The ratios of the downstream to the upstream amplitude distributions are shown in Fig. 4. In the ‘No absorber’ and ‘Empty absorber’ configurations, the ratios are consistent with 1 for amplitudes of less than 30 mm, confirming the conservation of amplitude in this region, irrespective of the incident beam. Above 30 mm the ratios drop below unity, indicating that at high amplitude there are fewer muons downstream than upstream, as outlined above. The presence of the absorber windows does not strongly affect the amplitude distribution. For the 6–140 and 10–140 datasets, the addition of liquid-hydrogen or lithium hydride absorber material causes the ratios to rise above unity for the low-amplitude particles that correspond to the beam core. This indicates an increase in the number of particles in the beam core and demonstrates ionization cooling.
A ratio greater than unity in the beam core, which is evidence of ionization cooling, is observed in the data obtained with the 6–140 and 10–140 beams with both the full LH2 absorber and the LiH absorber. The effect predicted from the simulation is shown in red and that measured is shown in black. The corresponding shading shows the estimated standard error, which is dominated by systematic uncertainty. Vertical lines indicate the channel acceptance above which scraping occurs. The number of events in each sample is listed in Extended Data Table 2. Data for each experimental configuration were accumulated in a single discrete period.
The density in phase space is an invariant of a symplectic system; therefore, an increase in phase-space density is also an unequivocal demonstration of cooling. Figure 5 shows the normalized density of the upstream and downstream samples, ρi(ui)/ρ0, as a function of α, the fraction of the upstream sample that has a density greater than or equal to ρi. This is known as the quantile distribution. To enable comparison between different beam configurations, the densities for each configuration have been normalized to the peak density in the upstream tracker, ρ0. To enable comparison between the upstream and downstream distributions, the fraction of the sample is always relative to the total number of events in the upstream sample. The transmission is the fraction of the beam for which the density in the downstream tracker reaches zero. For the ‘No absorber’ and ‘Empty LH2’ cases, the downstream density in the highest-density regions is indistinguishable from the upstream density. A small amount of scraping is observed for the 4–140 and 6–140 beams. More substantial scraping is observed for the 10–140 beam. In all cases, for ‘Full LH2’ and ‘LiH’ the phase-space density increases, and the increase is greater for higher-emittance beams. These observations demonstrate the ionization cooling of the beam when an absorber is installed. In the presence of an absorber, beams with larger nominal emittance show a greater increase in density than those with a lower nominal emittance.

• _REQUIRED TASK_
Can you transcribe the stretch of the muon cooling text from "The ratios of" through "demonstrates ionization cooling."? The lines that come next aren't needed.

• _INFORMATION PROVIDED_
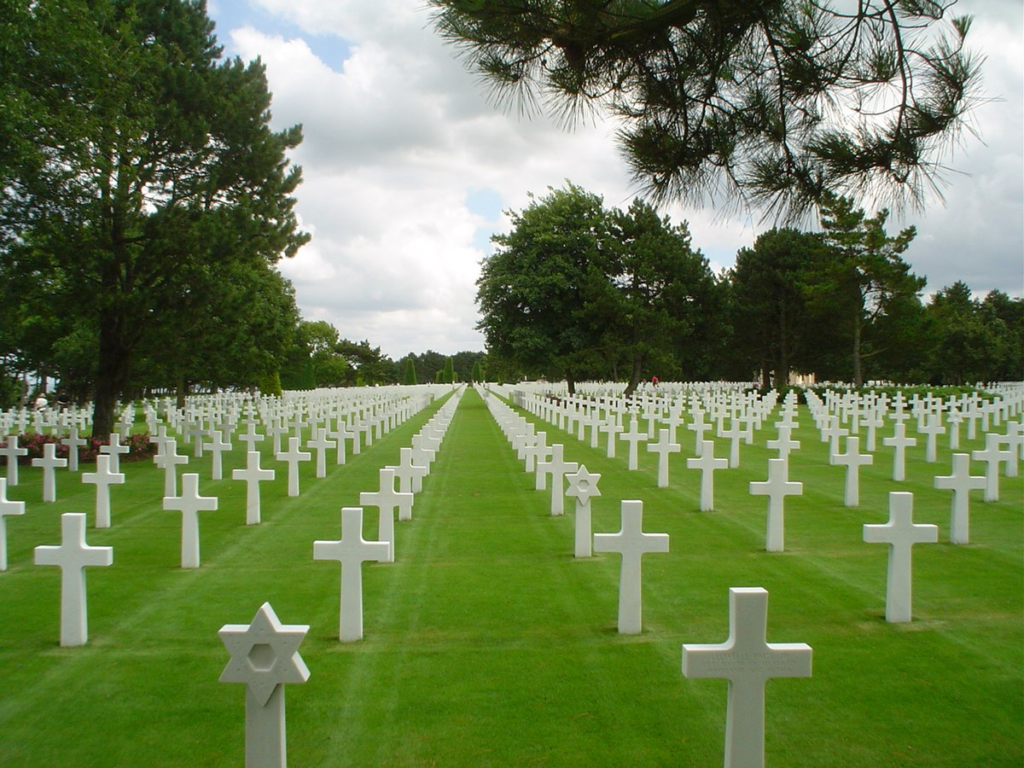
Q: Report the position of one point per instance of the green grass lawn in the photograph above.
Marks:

• _FINAL RESULT_
The ratios of the downstream to the upstream amplitude distributions are shown in Fig. 4. In the ‘No absorber’ and ‘Empty absorber’ configurations, the ratios are consistent with 1 for amplitudes of less than 30 mm, confirming the conservation of amplitude in this region, irrespective of the incident beam. Above 30 mm the ratios drop below unity, indicating that at high amplitude there are fewer muons downstream than upstream, as outlined above. The presence of the absorber windows does not strongly affect the amplitude distribution. For the 6–140 and 10–140 datasets, the addition of liquid-hydrogen or lithium hydride absorber material causes the ratios to rise above unity for the low-amplitude particles that correspond to the beam core. This indicates an increase in the number of particles in the beam core and demonstrates ionization cooling.